[begin Source text]

Can She Run Indonesia?
It's About Islam, or Is It?
Seth Mydans
This article was written for the New York Times
on June 20, 1999. All rights reserved.
JAKARTA, Indonesia
-- Like white doves, demure and cowled, the girls of the
Asshiddiqiyah Muslim boarding school nestled on tiny carpets for
their noon prayer, their thick-soled sneakers lying in a jumble on
the steps outside.
Then came lunch and
gossip and glances across the small brick courtyard at the boys and,
all right, if we must, some talk of politics. Can a woman be
president of Indonesia, the world's largest Islamic nation?
It is the question
of the day. The leading contender for the presidency in Indonesia's
long, tortured political process is a woman, Megawati Sukarnoputri
As coalition lobbying intensifies following this month's
inconclusive election, some of her opponents are playing the Islamic
card.
A restive but
largely quiescent political force for decades, Islam has suddenly
emerged, in the vacuum of the slow vote count, as a potentially
divisive issue.
There is no question
of a rise of militant Islam or an imposition of Islamic law. But all
of Indonesian politics is in flux now, one year after the forced
resignation of President Suharto, and Islamic factions are shifting
and roiling as they seek a new place in a new political order.
The wedge issue is
gender.
"A Woman President:
No Way!" shouted a recent newspaper headline, stating the case
succinctly.
This was also the
opinion of Rosita, 17, a student here at the boarding school. "We
think a woman always follows her feelings and is too emotional," she
said, expressing a view commonly held here. Then, as if to prove her
point, she exclaimed, "We love Habibie!" -- the incumbent president,
B.J. Habibie -- "He is so handsome!"
The rector of the
boarding school, Noer Muhammad Iskandar, took a different (perhaps
less emotional) view. "Why not?" he said. "Islamic laws allow a
woman to be president. All this business is a political
interpretation of Islamic law, not a religious interpretation."
The disagreement
between the student and the rector goes all the way to the top of
the religious hierarchy. Three of Indonesia's five leading clerics
argue that a woman cannot be president; two disagree.
In the political
field, a dozen parties that label themselves Islamic -- out of 48
that contested the vote -- are also divided on the question.
But there is
agreement among most political commentators that the real issue here
is not gender or Islam but politics. This is a country where
nationhood has always taken precedence over religion and where
Islam, in its many variations, has for the most part been moderate.
In a nation where
some 90 percent of the population of more than 200 million are
Muslim, there is no such thing as a unified Muslim vote. Instead
there is a continuing debate over the role of religion in society
and a continuing jostling for dominance among the more orthodox and
more secular views, and their various subsets.

[end Source text]
[begin Given data]

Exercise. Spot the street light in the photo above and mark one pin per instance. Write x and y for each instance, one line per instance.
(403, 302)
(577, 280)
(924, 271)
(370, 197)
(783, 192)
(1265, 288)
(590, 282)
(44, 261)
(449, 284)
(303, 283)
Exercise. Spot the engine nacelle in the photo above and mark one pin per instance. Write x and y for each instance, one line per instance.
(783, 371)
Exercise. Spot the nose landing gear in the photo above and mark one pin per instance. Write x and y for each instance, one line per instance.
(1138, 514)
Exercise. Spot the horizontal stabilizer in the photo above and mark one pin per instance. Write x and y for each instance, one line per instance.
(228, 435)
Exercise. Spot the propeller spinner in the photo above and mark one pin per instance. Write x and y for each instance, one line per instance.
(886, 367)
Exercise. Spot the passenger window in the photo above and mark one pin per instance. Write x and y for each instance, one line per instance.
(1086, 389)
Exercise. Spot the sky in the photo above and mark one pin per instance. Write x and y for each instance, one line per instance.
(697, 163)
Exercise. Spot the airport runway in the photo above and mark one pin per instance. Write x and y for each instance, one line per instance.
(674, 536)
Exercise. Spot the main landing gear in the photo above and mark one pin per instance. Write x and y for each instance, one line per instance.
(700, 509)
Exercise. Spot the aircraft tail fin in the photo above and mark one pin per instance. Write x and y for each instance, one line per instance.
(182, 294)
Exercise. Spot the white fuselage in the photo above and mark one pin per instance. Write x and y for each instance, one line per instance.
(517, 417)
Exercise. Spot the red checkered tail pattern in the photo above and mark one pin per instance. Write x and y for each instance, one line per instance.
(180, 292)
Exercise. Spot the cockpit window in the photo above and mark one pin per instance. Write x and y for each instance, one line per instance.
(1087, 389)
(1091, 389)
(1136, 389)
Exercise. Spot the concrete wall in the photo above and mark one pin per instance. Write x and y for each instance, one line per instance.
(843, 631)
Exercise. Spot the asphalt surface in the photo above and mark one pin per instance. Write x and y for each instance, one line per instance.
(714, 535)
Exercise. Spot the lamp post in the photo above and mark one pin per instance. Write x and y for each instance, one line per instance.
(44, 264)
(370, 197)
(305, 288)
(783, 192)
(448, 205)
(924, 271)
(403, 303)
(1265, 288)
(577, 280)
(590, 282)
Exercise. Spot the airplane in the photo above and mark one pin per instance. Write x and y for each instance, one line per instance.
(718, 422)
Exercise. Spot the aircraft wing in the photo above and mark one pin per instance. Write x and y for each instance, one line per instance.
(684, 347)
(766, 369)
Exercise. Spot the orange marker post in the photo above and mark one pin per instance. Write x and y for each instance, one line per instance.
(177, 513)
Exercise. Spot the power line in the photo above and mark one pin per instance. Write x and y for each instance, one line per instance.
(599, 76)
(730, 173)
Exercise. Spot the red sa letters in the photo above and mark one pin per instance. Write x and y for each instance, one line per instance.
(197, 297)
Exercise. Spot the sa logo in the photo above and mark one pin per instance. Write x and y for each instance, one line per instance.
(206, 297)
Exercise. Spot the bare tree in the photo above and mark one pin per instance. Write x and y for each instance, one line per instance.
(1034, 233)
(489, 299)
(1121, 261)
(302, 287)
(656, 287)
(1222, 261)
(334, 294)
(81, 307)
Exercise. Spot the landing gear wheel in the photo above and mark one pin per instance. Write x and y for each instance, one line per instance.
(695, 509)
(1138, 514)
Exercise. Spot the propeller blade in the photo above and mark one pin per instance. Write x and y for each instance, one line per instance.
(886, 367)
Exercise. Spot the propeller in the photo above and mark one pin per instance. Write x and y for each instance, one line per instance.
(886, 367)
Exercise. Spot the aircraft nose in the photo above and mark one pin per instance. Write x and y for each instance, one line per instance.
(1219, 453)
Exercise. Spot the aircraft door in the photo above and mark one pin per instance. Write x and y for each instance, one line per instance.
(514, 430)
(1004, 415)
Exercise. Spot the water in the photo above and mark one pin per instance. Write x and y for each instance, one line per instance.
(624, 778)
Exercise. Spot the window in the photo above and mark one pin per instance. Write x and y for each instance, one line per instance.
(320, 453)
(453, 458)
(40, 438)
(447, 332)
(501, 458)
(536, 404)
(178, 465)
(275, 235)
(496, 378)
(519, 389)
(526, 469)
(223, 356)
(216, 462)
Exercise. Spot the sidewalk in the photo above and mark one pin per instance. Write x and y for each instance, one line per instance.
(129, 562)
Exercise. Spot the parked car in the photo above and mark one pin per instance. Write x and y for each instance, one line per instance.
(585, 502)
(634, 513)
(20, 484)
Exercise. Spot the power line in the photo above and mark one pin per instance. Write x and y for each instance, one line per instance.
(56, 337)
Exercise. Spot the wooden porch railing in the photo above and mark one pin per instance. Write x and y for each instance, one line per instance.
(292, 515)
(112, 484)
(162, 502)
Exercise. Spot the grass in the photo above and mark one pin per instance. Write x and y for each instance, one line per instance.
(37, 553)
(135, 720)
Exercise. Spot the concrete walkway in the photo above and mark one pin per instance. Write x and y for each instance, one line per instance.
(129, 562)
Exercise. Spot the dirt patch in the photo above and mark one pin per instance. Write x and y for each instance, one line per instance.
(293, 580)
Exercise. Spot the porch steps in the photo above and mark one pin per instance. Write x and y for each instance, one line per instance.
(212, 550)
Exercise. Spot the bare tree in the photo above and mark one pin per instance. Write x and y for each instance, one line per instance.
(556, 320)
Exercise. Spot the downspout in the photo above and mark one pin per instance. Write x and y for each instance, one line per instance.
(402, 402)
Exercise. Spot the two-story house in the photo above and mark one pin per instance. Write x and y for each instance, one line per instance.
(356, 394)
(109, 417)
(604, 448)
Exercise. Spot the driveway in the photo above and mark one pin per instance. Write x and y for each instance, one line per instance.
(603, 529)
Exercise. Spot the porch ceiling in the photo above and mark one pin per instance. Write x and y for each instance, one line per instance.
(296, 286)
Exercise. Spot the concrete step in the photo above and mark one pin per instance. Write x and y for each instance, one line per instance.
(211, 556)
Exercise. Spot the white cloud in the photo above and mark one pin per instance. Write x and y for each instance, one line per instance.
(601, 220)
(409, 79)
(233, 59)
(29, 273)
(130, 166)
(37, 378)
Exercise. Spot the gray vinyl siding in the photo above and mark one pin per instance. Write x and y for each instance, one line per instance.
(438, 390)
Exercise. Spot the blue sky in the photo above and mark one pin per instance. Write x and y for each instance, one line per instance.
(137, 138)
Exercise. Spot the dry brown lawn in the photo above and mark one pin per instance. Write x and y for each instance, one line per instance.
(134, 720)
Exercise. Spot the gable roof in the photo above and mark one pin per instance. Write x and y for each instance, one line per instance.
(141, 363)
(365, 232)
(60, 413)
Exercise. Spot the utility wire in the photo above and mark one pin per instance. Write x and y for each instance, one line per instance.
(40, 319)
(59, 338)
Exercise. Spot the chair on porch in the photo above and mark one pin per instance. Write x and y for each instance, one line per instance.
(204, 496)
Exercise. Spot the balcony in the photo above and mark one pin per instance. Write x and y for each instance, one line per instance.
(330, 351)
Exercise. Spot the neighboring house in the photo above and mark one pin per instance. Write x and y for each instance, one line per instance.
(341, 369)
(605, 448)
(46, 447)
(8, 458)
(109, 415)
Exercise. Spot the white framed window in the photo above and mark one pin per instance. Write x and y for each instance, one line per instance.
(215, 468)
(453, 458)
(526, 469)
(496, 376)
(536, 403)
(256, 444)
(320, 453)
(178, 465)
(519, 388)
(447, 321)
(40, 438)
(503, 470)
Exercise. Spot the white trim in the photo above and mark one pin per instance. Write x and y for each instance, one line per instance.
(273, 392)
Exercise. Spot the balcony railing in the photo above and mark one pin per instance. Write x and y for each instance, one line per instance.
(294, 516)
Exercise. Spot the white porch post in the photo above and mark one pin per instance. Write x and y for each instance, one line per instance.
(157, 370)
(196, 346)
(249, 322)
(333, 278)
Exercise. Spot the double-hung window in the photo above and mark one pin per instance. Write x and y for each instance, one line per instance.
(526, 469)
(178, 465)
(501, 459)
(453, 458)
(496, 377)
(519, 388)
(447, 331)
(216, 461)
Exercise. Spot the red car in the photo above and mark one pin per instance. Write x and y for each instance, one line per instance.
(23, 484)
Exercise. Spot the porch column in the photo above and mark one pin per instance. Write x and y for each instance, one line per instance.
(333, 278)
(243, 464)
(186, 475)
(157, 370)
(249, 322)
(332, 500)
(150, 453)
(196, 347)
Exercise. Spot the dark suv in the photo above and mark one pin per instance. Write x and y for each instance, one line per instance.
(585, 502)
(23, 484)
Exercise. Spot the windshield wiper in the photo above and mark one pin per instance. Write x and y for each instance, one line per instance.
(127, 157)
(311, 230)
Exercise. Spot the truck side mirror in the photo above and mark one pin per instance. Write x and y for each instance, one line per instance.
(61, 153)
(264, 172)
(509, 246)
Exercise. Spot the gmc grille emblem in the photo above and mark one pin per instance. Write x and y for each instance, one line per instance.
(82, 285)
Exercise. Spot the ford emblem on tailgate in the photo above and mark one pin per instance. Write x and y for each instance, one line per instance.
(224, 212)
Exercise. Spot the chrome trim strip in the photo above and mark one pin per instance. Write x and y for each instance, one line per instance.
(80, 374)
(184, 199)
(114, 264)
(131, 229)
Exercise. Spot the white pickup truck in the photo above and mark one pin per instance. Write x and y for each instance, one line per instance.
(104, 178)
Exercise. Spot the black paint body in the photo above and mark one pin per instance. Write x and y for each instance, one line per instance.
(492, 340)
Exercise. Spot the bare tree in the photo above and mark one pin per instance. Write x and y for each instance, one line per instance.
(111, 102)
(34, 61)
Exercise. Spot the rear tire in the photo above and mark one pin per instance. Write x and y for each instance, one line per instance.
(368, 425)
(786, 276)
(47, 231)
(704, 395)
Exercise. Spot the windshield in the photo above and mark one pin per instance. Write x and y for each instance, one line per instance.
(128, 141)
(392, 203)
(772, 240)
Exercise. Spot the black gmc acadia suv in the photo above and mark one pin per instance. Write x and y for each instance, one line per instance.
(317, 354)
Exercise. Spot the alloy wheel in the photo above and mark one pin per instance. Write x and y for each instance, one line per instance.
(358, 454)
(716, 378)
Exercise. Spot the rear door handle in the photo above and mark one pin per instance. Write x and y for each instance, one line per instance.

[end Given data]

Objective 1 → In the article on whether a woman can lead Indonesia, how many of the country's five leading clerics argue that a woman cannot be president?
Objective 2 → Extend the article on whether a woman can lead Indonesia, picking up after its last paragraph.

Written reply 1 → Three

Written reply 2 →
"Islam is
factionalized and they are poorly organized," said Arief Budiman, a
leading political scientist. "But it has the potential to be an
effective political tool especially if it is focused on a unifying
issue, even a small issue. But that does not mean fanaticism in the
religion like the Taliban," a reference to the fundamentalist
movement in Afghanistan.
During his 32 years
in power, Suharto worked to neutralize the power of Islamic
politics. He also at times subtly played an Islamic card when it
suited him.
On voting day in the
coastal village of Sukawali, 30 miles northwest of Jakarta, a
fisherman named Hasan Bisri, 60, expressed the nationalist
philosophy that Suharto had fostered. "Some people might vote for an
Islamic party," he said. "But we prefer to put Islam aside. We
prefer to put the nation first and Islam second."
Islamic parties
generally did poorly in the election. The potential problem,
political analysts say, is that if they are ignored in the
government coalition that will eventually emerge, the seeds could be
sown for future tensions.
The religious
question emerged quite suddenly on the eve of the June 7 vote. First
came an unconfirmed report that 60 percent of Mrs. Megawati's
parliamentary candidates were non-Muslim. Then, in a clear attack on
Mrs. Megawati's party, came a round of streetcorner fliers urging
good Muslims to vote only for parties that support Islam. Then came
the debate over a woman president.
Mrs. Megawati's
party, the Indonesian Democratic Party of Reform, represents the
country's mainstream of secular nationalism and is home to many
members of the Christian minority.
But she herself and
most of those who support her are Muslim. If indeed a
disproportionate number of her candidates are Christians, said
Goenawan Muhamad, a leading publisher and political analyst, it was
as much as anything a sign of her political ineptness, "most unwise
on her part, and insensitive."
Apart from questions
of religion, Mrs. Megawati's party will need to form a coalition in
order to take power. And the two most likely partners are the
parties of the two most prominent Muslim politicians -- both of whom
also covet the presidency.
One, headed by
Abdurrahman Wahid, has its base in the nation's largest Islamic
association, with a membership approaching 30 million, the Nahdlatul
Ulama -- which means council of religious scholars. It represents a
relatively relaxed and moderate approach to religion, but it is so
large that there is more than enough room for divisions over issues
like the propriety of having a woman president.
The second, headed
by Amien Rais, is based in his more conservative Muslim association,
the Muhammadiyah, but contested the election as a secular party.
Rais was the first
major politician to concede defeat in the election, when the early
count showed his party trailing. But he could still form a crucial
swing vote between a Megawati-Wahid alliance and an alliance built
around the incumbent party, Golkar.
"I have great faith
in the capacity of Muslim politicians to do the most remarkable
deals with non-Muslims," said Harold Crouch, an expert on Indonesia
at Australian National University in Canberra. "I think they'll be
bargaining hard like everyone else."
He added: "This is
not rising fundamentalism we have here. It's old-style Islamic
politics."
This is all as it
should be, said Rosita's Islamic law professor at the boarding
school, Tohirin Suparta.
"If you know the
history of Indonesia, our country was established by nationalism,
not by Islamic law," he said. "We are not an Islamic nation, so the
political leader is higher than the religious leader."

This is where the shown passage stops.